Texte extrait:
>>
Et puis, à l’heure d’un intégrisme islamique si ravageur, il y a encore de la marge pour rattraper les extrêmes ! Quand la plus grande nation démocratique du monde, les USA, a calqué sa politique sur la foi de néoconservateurs extrémistes avec les résultats que l’on connaît, on peut accorder une certaine naïveté au sentiment religieux et aux brouillaminis de popes en mal de reconnaissance. Bon, ce n’est pas ce que je préfère en eux, mais qu’ils se signent, on verra dans quelques années où cela les mène !
Parlons du racisme ordinaire, si présent à l’évidence dans la société russe et qui ne peut que nous interroger. Qui sommes-nous pour donner des leçons sur ce terrain, nous qui avons un parti d’extrême droite qui flirte avec les 30% dans nos régions avec un leader qui s’est retrouvé en position d’être élu à la présidentielle ? Notre humanisme profond se satisfaisait sans problème du sort des harkis, abandonnés, massacrés et pour les rares survivants échouant sur nos rivages, parqués dans des camps ignobles. Nous sommes aussi une société qui a enfermé ses enfants issus de nos différences dans des ghettos urbains qui flambent régulièrement, belle leçon d’éducation civique à transmettre aux Russes !
Ainsi donc la Russie serait le pire ennemi de nos démocraties, tout comme l’Union Soviétique l’était du monde libre, parce que Poutine va se faire nommer 1er ministre après en avoir été le Président. Que deux familles (les Bush et les Clinton) se partagent le pouvoir de père en fils et de mari à femme depuis 25 ans ne gênerait par contre personne !
<<
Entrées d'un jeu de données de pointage
>>
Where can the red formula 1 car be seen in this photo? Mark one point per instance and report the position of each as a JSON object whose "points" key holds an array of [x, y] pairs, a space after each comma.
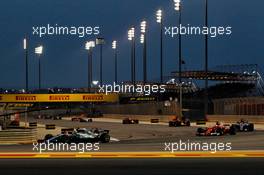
{"points": [[217, 130]]}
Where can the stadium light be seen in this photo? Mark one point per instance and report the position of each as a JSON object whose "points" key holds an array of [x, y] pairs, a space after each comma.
{"points": [[131, 37], [114, 47], [160, 21], [101, 42], [25, 47], [89, 45], [114, 44], [177, 5], [143, 40], [159, 16], [39, 51]]}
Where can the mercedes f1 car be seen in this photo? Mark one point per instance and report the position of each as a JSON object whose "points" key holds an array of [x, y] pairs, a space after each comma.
{"points": [[81, 119], [243, 125], [130, 121], [217, 130], [80, 136], [176, 122]]}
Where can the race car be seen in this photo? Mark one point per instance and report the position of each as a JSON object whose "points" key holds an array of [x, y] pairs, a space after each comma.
{"points": [[217, 130], [243, 125], [130, 121], [176, 122], [81, 119], [80, 136]]}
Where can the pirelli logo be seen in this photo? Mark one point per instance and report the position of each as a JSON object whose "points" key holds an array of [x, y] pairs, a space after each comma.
{"points": [[93, 97], [59, 97], [25, 98]]}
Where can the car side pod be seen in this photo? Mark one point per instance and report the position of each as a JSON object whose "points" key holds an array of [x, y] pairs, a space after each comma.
{"points": [[232, 130]]}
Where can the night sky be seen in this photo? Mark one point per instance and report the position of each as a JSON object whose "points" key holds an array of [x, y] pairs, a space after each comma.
{"points": [[64, 60]]}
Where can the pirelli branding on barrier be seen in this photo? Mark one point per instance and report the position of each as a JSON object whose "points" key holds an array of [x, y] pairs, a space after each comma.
{"points": [[31, 98], [59, 97], [93, 97], [25, 98]]}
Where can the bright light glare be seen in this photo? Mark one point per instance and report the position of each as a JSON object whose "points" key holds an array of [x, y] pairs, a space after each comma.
{"points": [[39, 50], [131, 33], [177, 4], [114, 44], [142, 38], [159, 16], [89, 45], [143, 26], [25, 44]]}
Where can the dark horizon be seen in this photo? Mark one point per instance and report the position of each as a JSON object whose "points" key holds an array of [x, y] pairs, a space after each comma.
{"points": [[64, 60]]}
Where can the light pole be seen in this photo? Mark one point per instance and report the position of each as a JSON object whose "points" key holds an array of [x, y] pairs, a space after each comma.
{"points": [[39, 51], [114, 47], [206, 62], [178, 8], [160, 21], [131, 37], [101, 42], [25, 47], [89, 46], [143, 40]]}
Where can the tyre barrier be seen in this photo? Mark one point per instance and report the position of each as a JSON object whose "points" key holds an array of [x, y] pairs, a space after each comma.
{"points": [[33, 125], [201, 122], [154, 120], [50, 127], [67, 130], [18, 136]]}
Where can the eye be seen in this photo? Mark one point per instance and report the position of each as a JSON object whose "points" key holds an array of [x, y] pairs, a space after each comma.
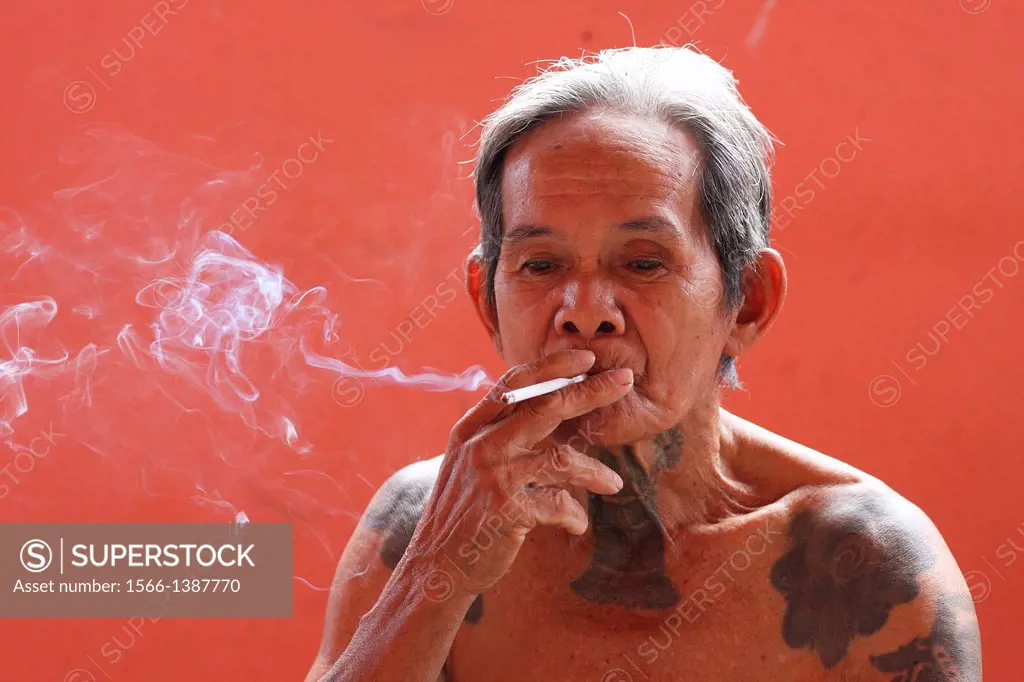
{"points": [[645, 265], [538, 266]]}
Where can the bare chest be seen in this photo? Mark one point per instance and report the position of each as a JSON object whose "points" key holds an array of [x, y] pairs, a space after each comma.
{"points": [[699, 608]]}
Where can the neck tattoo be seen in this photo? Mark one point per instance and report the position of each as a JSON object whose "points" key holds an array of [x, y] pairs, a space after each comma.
{"points": [[628, 564]]}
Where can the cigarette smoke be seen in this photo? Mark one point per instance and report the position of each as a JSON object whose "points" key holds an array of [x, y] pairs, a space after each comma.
{"points": [[195, 344]]}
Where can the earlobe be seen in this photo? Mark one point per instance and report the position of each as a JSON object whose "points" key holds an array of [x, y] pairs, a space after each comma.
{"points": [[476, 288], [764, 290]]}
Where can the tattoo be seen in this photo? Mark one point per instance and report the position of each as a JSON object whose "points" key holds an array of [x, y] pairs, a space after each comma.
{"points": [[951, 652], [396, 511], [628, 564], [848, 566], [475, 611]]}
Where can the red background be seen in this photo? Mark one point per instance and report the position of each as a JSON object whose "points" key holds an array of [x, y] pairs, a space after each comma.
{"points": [[888, 246]]}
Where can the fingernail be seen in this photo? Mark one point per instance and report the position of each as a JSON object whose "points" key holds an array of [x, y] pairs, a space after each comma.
{"points": [[585, 356], [623, 376]]}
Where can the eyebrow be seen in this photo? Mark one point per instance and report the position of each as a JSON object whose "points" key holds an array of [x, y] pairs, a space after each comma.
{"points": [[650, 223]]}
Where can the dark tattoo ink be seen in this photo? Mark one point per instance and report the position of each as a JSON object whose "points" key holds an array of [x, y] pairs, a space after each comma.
{"points": [[951, 652], [848, 566], [475, 611], [628, 565], [396, 511]]}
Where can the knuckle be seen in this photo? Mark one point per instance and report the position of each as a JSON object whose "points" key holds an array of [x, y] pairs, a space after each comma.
{"points": [[560, 458]]}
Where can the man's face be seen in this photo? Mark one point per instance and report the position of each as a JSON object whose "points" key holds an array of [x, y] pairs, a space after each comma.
{"points": [[604, 248]]}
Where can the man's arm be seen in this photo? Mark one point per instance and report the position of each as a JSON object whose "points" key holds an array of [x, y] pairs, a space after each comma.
{"points": [[872, 591], [379, 624]]}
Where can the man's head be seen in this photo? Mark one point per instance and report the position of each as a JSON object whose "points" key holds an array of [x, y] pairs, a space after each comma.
{"points": [[626, 208]]}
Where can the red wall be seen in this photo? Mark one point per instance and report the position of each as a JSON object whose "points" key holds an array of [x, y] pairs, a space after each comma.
{"points": [[225, 90]]}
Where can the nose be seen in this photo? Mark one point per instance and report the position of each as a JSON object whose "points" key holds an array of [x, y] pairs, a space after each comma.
{"points": [[589, 310]]}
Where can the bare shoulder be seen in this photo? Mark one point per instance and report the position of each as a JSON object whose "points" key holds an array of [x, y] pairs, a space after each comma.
{"points": [[372, 554], [397, 506], [872, 590]]}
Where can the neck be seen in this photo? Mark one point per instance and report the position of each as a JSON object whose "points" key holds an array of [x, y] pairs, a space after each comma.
{"points": [[681, 475], [673, 481]]}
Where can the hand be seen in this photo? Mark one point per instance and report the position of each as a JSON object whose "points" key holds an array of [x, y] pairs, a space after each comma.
{"points": [[502, 475]]}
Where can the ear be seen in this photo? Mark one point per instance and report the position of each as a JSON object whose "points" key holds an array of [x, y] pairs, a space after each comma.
{"points": [[476, 287], [764, 286]]}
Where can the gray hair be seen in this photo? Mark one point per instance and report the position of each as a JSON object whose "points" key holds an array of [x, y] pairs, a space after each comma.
{"points": [[678, 85]]}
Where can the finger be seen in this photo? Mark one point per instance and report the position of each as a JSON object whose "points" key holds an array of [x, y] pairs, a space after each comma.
{"points": [[555, 506], [491, 408], [538, 418], [562, 465]]}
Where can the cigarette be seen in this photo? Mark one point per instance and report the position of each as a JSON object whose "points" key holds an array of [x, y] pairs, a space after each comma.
{"points": [[542, 388]]}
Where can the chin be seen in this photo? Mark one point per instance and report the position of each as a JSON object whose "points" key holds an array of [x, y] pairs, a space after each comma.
{"points": [[610, 425]]}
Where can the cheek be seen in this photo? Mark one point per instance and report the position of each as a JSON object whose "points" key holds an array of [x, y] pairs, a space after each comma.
{"points": [[524, 321], [683, 346]]}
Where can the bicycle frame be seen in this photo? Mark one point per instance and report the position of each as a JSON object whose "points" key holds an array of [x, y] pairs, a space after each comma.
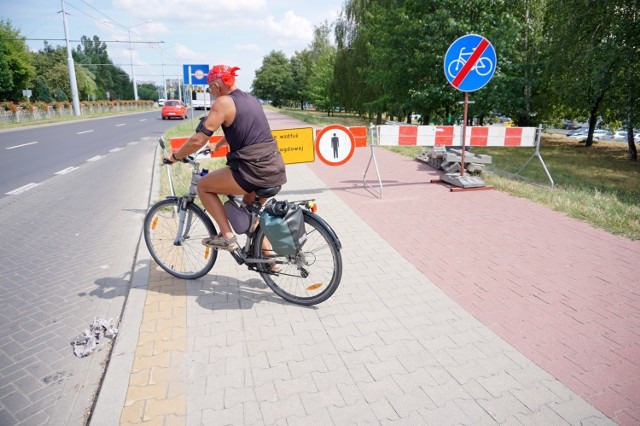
{"points": [[308, 277]]}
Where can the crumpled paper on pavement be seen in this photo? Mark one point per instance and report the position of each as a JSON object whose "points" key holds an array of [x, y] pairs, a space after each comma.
{"points": [[85, 343]]}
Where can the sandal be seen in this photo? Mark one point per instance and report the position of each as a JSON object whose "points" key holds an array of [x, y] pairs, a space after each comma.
{"points": [[274, 268], [219, 242]]}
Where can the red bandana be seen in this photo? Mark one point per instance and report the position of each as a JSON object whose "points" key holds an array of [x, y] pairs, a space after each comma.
{"points": [[224, 72]]}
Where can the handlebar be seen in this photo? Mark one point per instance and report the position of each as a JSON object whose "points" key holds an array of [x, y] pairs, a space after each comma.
{"points": [[206, 150]]}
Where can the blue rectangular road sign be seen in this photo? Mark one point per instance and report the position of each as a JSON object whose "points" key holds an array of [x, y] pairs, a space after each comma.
{"points": [[198, 74]]}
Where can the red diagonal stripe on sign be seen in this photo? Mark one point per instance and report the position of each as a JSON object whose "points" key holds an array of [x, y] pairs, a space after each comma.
{"points": [[470, 63]]}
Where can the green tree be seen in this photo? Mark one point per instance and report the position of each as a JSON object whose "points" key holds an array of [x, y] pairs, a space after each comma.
{"points": [[321, 82], [16, 69], [274, 79], [585, 56], [148, 92], [92, 53], [301, 64]]}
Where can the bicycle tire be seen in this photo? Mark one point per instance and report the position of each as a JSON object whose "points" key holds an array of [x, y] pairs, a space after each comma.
{"points": [[323, 265], [188, 259]]}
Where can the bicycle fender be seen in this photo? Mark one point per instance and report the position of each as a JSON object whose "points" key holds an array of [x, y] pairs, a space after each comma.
{"points": [[323, 223]]}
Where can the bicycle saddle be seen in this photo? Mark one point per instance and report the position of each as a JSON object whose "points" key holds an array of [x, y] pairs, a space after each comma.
{"points": [[268, 192]]}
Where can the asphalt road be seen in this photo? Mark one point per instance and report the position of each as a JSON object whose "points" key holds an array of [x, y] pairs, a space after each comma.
{"points": [[67, 248], [33, 154]]}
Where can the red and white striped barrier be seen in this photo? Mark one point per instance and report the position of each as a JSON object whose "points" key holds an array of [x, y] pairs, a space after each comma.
{"points": [[452, 136]]}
<<
Consigne: Recopiez mot pour mot le passage du texte sur la Russie qui va de « Parlons du racisme » jusqu'à « transmettre aux Russes ! » inclus. Ce matériel vient d'une autre source.

Réponse:
Parlons du racisme ordinaire, si présent à l’évidence dans la société russe et qui ne peut que nous interroger. Qui sommes-nous pour donner des leçons sur ce terrain, nous qui avons un parti d’extrême droite qui flirte avec les 30% dans nos régions avec un leader qui s’est retrouvé en position d’être élu à la présidentielle ? Notre humanisme profond se satisfaisait sans problème du sort des harkis, abandonnés, massacrés et pour les rares survivants échouant sur nos rivages, parqués dans des camps ignobles. Nous sommes aussi une société qui a enfermé ses enfants issus de nos différences dans des ghettos urbains qui flambent régulièrement, belle leçon d’éducation civique à transmettre aux Russes !